_EXTRAIT FOURNI:_
Laure Calamy (Les Cyclades) : "Magalie c'est la Salsa, Blandine le Requiem de Mozart"

Laure Calamy (Les Cyclades) : "Magalie c'est la Salsa, Blandine le Requiem de Mozart"

Dans la comédie "Les Cyclades", Laure Calamy et Olivia Côte interprètent deux meilleures amies d'enfance aux caractères bien opposés, qui se retrouvent trente ans plus tard. Rencontre avec deux actrices aussi surprenantes et drôles que leurs personnages.

L'amitié folle de Magalie et Blandine

La comédie Les Cyclades de Marc Fitoussi est l'occasion pour Laure Calamy et Olivia Côte, meilleures amies à l'écran comme à la ville, de s'éclater dans un buddy movie solaire. À voir Magalie (Laure Calamy) et Blandine (Olivia Côte) renouer leur amitié d'enfance, on rit beaucoup et on s'émeut aussi, de cette histoire dont la légèreté cache ça et là des gravités touchantes. On les a rencontrées pour parler de cette comédie, et elles ont vite pris le contrôle de l'entretien. Enfin, le contrôle... Retranscription d'une rencontre unique avec deux actrices en forme.

Votre alchimie dans Les Cyclades est lumineuse. Vous semblez, en tant que comédiennes, vous connaître par coeur...

Olivia Côte : Oui, ça fait maintenant 20 ans qu’on se connaît...

Laure Calamy : À chaque fois tu rajoutes cinq ans ! (rires)

O. C. : Désolé mais on avait 28 ans et là on a… 48. On est obligées d’y arriver mais ce sont de beaux âges, Laure.

L. C. : Oui mais bon on n’est pas obligées de le dire, c’est bien de laisser les gens se projeter…

O. C. : On se voit grandir, vieillir, mûrir, s’embellir, s’améliorer, et c’est un spectacle enthousiasmant !

Magalie (Laure Calamy) - Les Cyclades
Magalie (Laure Calamy) - Les Cyclades ©Memento Distribution

L. C. : On partage l’excès, l’envie de se vautrer dans le ridicule, le grotesque. C'est notre passion partagée. Aller trop loin, jusqu’au malaise.

O.C. : C’est vrai qu’on a ça, et ce n’est qu’à nous, on adore nos autres amis mais ça c’est vraiment notre truc. On s’aime évidemment pour d’autres raisons, on se trouve intellectuellement extrêmement brillantes et très agréables à regarder (rires). En réalité, on s’hystérise un peu toutes les deux, quand on est ensemble. On nous dit souvent : « calmez-vous ».

Donc, à vous entendre Olivia, c'est vous qui avez eu le plus de travail pour votre personnage de Blandine dans Les Cyclades.

_TRAVAIL DEMANDÉ:_ Recopiez fidèlement le passage de l'extrait qui commence par « L. C. : On partage » et se poursuit jusqu'à « dans Les Cyclades. ». Les lignes présentées ensuite n'ont aucun lien avec l'extrait.

_DONNÉES AFFICHÉES:_
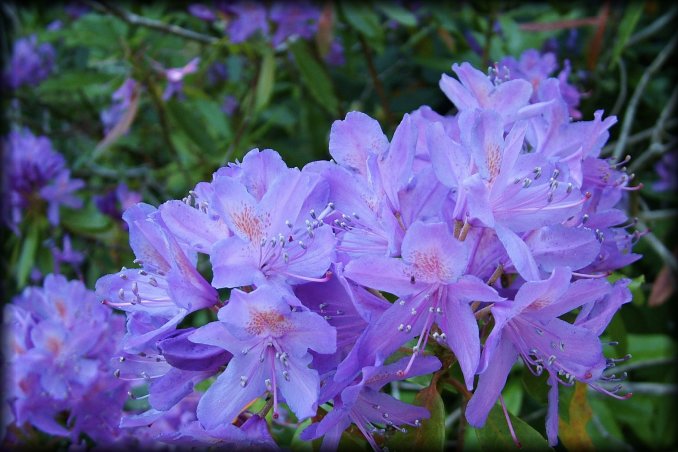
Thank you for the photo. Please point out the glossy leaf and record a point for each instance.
(431, 434)
(495, 435)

_RÉPONSE COMPLÈTE:_
L. C. : On partage l’excès, l’envie de se vautrer dans le ridicule, le grotesque. C'est notre passion partagée. Aller trop loin, jusqu’au malaise.

O.C. : C’est vrai qu’on a ça, et ce n’est qu’à nous, on adore nos autres amis mais ça c’est vraiment notre truc. On s’aime évidemment pour d’autres raisons, on se trouve intellectuellement extrêmement brillantes et très agréables à regarder (rires). En réalité, on s’hystérise un peu toutes les deux, quand on est ensemble. On nous dit souvent : « calmez-vous ».

Donc, à vous entendre Olivia, c'est vous qui avez eu le plus de travail pour votre personnage de Blandine dans Les Cyclades.